> YOUR GOAL: Look through the entries below and report how many lines hold the string "glass". Only the number is wanted.

> DATA RECORDS:
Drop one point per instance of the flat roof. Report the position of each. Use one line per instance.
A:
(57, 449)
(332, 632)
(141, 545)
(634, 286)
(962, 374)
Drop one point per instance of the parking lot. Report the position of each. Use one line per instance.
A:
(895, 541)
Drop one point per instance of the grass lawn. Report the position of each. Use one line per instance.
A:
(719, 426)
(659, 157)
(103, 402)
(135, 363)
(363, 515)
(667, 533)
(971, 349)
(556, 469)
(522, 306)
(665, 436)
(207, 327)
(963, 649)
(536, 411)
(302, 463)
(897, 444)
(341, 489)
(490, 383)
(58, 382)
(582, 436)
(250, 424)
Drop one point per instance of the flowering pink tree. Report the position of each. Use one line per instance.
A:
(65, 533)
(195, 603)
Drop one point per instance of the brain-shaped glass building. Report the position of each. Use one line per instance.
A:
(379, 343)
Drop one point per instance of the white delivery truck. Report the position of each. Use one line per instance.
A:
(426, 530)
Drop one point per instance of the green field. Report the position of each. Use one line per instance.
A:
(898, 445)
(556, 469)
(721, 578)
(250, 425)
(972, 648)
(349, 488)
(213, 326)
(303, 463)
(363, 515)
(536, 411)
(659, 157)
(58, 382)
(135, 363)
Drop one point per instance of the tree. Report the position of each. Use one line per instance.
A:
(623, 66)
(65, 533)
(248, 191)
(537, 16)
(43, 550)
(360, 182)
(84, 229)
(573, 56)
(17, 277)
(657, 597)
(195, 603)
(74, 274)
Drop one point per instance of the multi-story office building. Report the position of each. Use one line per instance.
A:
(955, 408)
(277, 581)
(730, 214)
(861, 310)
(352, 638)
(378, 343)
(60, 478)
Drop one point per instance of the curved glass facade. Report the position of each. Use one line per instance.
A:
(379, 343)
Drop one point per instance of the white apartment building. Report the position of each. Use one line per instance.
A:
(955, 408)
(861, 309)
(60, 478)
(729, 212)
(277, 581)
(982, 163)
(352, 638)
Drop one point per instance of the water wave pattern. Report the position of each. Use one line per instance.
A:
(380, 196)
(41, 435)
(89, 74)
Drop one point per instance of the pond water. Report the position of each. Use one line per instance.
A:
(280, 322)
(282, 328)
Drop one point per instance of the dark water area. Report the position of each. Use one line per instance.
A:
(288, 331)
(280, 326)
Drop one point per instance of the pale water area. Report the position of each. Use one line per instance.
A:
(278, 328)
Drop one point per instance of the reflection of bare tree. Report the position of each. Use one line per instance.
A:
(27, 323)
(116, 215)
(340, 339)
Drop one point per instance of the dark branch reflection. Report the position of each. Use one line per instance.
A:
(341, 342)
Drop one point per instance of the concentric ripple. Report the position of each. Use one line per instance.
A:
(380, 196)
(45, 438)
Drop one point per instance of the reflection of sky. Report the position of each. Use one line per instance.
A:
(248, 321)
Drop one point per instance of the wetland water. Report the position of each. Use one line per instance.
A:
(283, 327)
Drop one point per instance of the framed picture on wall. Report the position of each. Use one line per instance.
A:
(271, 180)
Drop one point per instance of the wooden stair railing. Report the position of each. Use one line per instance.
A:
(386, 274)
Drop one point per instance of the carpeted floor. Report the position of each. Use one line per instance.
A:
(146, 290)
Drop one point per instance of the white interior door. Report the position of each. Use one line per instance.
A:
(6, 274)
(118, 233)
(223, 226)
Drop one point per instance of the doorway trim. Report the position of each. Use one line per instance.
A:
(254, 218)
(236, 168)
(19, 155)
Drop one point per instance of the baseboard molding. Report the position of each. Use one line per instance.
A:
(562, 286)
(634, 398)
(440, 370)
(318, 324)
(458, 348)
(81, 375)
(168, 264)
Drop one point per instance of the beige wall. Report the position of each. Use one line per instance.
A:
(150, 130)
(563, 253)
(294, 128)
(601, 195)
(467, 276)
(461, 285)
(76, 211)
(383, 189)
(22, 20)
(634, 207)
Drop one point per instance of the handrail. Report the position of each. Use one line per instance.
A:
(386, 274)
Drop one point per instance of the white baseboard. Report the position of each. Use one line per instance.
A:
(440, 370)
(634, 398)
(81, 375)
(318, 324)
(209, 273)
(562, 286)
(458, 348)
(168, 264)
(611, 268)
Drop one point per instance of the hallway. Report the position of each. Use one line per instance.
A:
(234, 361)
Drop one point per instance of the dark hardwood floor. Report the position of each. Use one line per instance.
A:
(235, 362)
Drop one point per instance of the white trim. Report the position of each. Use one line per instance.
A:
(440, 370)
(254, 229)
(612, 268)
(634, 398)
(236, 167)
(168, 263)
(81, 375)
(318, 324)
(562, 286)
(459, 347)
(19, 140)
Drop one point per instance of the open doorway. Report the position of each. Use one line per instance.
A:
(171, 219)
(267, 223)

> RESULT OF THIS EXERCISE: 2